[Begin Provided passage]

Category: Resource Development

Moving Beyond Kumbayah Collaboration

By on May 16, 2012 under Board Development, Leadership, Resource Development, Strategic Collaboration, Strategy & Planning

People holding hands in kumbayah moment

By visualphotos.com

In the nonprofit world, collaboration is more than just a kumbayah, let’s all hold hands and get along concept. It is critical to business success, a logical way to fill gaps in organizational capability, and sometimes even a long-term survival strategy. As such, we believe in a robust, well-defined, and analytical approach to collaboration, and even a differentiation between regular-old collaboration and “strategic collaboration.”

The Greenlights Team recently had the privilege of leading a group of 48 Applied Materials Foundation grantee nonprofits in a full-day “Advancement Academy” focused on collaborative learning and problem-solving, and centered around the concept of strategic collaboration and nonprofit mergers. As a foundation that is on the cutting edge of engaging their grantees in more than just a grantor-grantee relationship, Applied Materials now regularly convenes their Austin-based nonprofit partners to encourage learning, collaboration, and networking, even though their grantees work in fields as broad as education, basic needs, and the arts.

[End Provided passage]
[Begin Supplied data]

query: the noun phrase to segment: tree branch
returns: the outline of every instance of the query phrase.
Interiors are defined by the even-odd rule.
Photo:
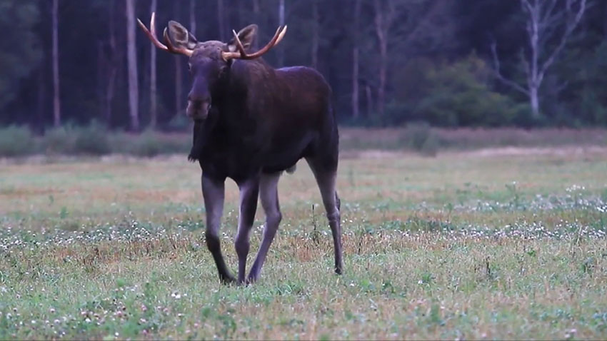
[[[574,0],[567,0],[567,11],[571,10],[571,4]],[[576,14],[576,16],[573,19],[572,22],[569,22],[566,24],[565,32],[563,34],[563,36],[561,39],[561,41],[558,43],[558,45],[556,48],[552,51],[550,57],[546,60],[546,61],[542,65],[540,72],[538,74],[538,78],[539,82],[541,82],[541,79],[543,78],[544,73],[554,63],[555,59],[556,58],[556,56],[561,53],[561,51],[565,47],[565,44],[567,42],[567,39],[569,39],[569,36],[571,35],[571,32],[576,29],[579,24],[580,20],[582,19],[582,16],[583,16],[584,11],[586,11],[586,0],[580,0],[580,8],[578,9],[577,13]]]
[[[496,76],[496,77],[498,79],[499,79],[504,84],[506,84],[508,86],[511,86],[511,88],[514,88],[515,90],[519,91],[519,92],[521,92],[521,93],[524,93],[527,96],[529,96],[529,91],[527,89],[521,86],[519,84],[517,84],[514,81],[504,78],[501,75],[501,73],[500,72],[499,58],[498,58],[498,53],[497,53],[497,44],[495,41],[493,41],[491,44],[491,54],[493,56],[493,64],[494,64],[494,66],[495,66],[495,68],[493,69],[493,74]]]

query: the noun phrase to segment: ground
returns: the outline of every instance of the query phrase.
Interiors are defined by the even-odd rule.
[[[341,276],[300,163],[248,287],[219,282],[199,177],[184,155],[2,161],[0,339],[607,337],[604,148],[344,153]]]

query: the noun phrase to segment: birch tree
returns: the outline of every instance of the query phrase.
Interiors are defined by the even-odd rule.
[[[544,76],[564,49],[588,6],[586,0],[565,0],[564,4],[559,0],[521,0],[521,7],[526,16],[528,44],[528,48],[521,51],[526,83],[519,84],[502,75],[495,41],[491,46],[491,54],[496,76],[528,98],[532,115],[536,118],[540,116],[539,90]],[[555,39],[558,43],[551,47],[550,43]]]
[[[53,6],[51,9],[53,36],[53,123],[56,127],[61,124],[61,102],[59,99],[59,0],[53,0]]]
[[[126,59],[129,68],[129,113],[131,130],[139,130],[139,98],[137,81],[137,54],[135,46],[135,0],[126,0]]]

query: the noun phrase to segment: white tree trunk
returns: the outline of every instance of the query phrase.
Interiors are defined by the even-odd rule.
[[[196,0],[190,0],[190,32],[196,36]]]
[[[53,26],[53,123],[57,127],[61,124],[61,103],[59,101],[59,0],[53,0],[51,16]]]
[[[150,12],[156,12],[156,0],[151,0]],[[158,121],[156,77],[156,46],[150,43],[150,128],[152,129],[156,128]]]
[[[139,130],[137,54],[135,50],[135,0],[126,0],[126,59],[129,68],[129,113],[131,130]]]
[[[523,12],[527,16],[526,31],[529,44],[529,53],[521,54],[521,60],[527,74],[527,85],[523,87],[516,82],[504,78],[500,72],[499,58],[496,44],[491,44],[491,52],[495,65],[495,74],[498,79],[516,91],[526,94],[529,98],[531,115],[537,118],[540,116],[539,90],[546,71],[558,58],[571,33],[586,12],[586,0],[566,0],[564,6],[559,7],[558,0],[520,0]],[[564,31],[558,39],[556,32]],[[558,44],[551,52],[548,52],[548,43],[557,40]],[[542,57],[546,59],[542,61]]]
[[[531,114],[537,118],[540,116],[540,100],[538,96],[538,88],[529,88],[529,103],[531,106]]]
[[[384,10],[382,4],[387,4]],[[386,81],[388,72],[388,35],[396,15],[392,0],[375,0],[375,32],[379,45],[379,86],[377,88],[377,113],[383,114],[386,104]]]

[End Supplied data]
[Begin Supplied data]

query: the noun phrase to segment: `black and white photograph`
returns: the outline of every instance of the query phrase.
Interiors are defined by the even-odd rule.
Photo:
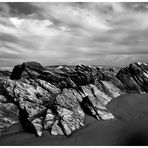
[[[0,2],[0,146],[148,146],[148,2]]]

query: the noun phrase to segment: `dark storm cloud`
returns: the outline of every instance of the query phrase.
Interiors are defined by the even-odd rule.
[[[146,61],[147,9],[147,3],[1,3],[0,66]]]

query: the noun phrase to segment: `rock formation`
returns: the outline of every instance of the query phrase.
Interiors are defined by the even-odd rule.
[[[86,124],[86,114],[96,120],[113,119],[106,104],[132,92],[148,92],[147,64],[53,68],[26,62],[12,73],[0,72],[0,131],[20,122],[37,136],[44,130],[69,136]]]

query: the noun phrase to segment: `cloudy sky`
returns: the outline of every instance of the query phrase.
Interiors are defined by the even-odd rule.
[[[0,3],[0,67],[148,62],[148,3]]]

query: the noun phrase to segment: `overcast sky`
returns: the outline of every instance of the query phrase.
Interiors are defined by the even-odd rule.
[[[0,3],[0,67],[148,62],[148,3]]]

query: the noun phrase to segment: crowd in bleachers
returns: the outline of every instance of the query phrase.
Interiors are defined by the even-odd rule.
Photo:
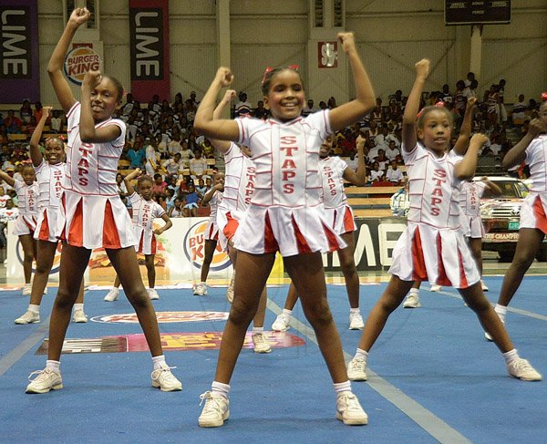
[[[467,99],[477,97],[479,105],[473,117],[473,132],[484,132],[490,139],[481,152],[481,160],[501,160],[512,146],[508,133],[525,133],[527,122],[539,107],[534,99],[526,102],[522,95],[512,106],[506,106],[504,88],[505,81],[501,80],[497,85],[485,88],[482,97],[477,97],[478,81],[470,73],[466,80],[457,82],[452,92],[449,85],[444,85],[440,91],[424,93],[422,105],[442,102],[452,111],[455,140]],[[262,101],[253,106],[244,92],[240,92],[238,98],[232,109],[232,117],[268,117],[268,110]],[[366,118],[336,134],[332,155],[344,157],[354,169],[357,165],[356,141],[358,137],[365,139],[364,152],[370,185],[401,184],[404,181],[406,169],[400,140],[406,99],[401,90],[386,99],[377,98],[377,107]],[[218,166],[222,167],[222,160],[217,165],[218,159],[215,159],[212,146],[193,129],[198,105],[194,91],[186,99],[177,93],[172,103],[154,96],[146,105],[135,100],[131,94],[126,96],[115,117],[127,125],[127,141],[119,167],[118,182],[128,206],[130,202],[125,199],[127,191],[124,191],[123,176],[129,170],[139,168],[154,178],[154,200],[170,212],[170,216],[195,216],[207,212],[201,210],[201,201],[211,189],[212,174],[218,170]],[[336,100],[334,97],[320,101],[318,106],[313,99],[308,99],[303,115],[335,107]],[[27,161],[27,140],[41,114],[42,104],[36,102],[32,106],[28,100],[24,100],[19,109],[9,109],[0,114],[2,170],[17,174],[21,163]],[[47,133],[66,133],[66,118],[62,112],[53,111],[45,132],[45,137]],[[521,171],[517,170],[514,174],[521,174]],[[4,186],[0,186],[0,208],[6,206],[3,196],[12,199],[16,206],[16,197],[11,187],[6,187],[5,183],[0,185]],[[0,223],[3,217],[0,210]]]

[End Supplied data]

## [What you have to do]
Extend the blog post on strategic collaboration among nonprofits, picking up right after its final sentence.

## [Answer below]
To begin the day, Greenlights laid out a central definition of “strategic collaboration” to distinguish the concept from a more common view of the term. We defined a collaboration to be truly strategic when it involves…

  • Two or more organizations
  • working together in a meaningful, well-defined, and deliberate manner…
  • by investing time, energy, and resources
  • to accomplish a set of shared objectives
  • that are mutually beneficial to advancing the missions of the organizations involved, and…
  • that are more likely to be achieved together than alone.

We further laid out the Greenlights Collaboration Continuum, a construct that allows nonprofits to plot existing or potential collaborations on a scale ranging from less intensive collaborations to the most intensive form of collaboration, outright merger.

Greenlights Collaboration ContinuumWe have found at Greenlights, having been contracted by nonprofits to lead many nonprofit merger and strategic collaboration initiatives, that meaningful collaboration takes not just a more analytical approach than is typically afforded but also a different form of organizational leadership. Nonprofit executive leaders and boards who are leading their organizations in long-term sustainable ways are often able to embrace strategic collaboration as a core business practice, to promote it on the organization’s regular discussion and evaluation agenda, and to see it not as a distraction or something that signals weakness, but rather as a source of strength for the organization.

Greenlights was thrilled to be able to partner with Applied Materials in this way and, even more so, we were very encouraged by the high level of engagement by and very positive feedback from the many nonprofit leaders who attended this year’s Advancement Academy and who are now even better equipped to lead their organizations in a more strategic, more collaborative manner.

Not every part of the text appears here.